** Material for this exercise **
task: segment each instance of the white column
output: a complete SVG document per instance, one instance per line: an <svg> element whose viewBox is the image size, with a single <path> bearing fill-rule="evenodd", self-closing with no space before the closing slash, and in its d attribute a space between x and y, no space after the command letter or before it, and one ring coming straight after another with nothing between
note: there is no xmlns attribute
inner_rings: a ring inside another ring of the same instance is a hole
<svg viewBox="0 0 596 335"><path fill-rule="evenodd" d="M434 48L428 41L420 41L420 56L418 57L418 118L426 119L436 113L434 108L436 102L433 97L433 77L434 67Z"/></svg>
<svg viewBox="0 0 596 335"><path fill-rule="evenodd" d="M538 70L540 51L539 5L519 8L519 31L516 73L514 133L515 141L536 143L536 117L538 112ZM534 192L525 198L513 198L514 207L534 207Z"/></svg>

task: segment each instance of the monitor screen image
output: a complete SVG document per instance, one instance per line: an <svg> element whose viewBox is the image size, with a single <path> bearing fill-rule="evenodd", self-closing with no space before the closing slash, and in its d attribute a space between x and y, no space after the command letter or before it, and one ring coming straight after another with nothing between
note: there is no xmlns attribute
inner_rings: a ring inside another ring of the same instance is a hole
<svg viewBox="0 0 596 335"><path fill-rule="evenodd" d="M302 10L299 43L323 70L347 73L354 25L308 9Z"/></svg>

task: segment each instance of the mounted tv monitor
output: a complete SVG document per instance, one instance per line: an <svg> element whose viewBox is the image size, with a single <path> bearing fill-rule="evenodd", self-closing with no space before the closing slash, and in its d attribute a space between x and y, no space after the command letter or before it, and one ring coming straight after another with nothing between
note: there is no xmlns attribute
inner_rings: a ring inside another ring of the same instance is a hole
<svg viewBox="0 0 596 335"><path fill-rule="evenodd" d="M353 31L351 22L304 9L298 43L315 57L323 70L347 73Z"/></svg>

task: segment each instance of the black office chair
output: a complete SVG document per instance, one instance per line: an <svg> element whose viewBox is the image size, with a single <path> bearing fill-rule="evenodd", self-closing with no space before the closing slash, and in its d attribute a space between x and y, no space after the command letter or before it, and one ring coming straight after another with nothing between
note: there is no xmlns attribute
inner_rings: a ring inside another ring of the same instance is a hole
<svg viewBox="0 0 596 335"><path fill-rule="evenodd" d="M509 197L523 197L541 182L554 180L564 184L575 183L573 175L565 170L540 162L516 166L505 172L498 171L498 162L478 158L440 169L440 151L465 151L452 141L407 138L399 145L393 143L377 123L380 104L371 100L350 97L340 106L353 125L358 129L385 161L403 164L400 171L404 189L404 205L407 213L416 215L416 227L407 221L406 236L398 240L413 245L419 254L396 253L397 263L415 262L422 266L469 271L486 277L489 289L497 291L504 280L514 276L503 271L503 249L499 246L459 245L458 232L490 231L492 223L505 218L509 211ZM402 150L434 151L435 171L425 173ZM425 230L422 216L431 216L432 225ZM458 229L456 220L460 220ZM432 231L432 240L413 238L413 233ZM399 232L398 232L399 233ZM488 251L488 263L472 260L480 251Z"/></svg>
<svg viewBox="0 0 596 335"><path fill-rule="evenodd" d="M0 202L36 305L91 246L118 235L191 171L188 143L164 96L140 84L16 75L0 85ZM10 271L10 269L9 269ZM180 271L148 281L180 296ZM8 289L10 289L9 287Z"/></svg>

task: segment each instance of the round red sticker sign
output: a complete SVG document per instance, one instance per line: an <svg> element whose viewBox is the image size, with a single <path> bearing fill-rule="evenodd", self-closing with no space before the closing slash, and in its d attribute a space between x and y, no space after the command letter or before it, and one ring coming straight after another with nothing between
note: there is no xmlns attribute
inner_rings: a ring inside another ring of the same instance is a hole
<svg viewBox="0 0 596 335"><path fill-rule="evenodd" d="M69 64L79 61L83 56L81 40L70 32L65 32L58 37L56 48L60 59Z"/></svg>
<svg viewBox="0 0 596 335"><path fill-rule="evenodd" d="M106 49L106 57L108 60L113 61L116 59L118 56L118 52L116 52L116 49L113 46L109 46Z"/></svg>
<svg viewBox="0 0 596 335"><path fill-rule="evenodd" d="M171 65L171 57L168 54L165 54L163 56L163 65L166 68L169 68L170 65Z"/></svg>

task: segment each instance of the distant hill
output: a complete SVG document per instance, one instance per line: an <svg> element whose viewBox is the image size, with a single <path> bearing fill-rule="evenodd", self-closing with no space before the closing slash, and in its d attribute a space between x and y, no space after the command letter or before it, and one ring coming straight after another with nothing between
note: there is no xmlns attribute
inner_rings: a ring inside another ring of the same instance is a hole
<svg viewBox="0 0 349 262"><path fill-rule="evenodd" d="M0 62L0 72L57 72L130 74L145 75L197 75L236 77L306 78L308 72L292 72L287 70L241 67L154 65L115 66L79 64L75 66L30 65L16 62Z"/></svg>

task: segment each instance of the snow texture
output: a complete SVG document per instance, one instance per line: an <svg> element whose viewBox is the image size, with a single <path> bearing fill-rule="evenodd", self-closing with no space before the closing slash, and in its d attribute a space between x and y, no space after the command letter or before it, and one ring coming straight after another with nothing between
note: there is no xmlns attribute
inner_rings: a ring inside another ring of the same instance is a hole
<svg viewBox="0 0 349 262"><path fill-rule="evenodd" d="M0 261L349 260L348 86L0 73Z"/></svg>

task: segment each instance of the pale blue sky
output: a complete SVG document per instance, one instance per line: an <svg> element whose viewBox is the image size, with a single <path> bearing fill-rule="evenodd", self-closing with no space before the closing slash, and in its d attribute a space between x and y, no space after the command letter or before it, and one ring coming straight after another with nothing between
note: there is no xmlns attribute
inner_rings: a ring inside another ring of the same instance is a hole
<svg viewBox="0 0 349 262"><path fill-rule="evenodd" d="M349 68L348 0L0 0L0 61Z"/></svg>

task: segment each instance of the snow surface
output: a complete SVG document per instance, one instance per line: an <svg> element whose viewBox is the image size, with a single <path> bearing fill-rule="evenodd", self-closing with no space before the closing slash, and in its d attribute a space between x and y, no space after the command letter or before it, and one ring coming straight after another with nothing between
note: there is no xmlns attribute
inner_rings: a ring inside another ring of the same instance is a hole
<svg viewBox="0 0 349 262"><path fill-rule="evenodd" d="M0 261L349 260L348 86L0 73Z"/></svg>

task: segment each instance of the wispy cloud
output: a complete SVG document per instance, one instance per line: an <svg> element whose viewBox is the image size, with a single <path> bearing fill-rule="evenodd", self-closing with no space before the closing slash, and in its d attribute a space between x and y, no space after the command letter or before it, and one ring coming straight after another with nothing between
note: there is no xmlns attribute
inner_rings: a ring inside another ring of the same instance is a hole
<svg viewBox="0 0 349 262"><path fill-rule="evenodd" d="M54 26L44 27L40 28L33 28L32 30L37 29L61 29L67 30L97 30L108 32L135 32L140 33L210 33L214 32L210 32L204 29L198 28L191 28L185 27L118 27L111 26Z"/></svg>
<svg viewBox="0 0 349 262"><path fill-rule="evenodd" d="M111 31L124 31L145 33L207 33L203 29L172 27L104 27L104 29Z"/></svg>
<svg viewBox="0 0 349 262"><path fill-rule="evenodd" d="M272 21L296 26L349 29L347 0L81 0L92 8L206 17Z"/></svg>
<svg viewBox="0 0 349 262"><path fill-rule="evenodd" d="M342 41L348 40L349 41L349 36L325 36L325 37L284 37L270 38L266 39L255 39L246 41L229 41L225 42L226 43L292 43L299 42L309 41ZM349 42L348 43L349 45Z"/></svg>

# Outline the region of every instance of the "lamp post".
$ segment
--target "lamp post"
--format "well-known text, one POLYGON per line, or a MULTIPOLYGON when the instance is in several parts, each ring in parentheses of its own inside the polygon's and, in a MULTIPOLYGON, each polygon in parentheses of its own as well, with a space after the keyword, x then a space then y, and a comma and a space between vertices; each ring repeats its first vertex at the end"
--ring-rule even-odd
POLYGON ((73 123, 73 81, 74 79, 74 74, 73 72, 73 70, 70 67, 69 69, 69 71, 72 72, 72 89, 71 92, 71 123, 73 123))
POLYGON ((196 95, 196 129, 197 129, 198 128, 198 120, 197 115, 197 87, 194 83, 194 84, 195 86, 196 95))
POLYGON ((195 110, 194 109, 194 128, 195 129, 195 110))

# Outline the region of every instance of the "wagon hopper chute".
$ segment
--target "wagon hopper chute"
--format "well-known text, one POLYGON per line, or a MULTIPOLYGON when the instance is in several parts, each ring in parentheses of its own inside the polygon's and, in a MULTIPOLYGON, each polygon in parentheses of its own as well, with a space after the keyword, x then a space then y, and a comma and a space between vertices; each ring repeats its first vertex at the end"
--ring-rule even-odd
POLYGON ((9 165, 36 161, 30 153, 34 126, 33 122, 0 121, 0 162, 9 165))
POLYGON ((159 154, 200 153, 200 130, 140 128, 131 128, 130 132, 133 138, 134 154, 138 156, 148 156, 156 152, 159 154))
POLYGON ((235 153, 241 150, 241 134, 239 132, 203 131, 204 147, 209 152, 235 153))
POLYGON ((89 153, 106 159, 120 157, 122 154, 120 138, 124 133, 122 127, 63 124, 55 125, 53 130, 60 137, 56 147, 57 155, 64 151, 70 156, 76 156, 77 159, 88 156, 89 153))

** Brief **
Filter the records above down to every line that contains the string "hopper", treating uppercase and lowercase as different. Copy each such line in full.

** Solution for this exercise **
# Outline the region of every instance of the "wagon hopper chute".
--target "wagon hopper chute"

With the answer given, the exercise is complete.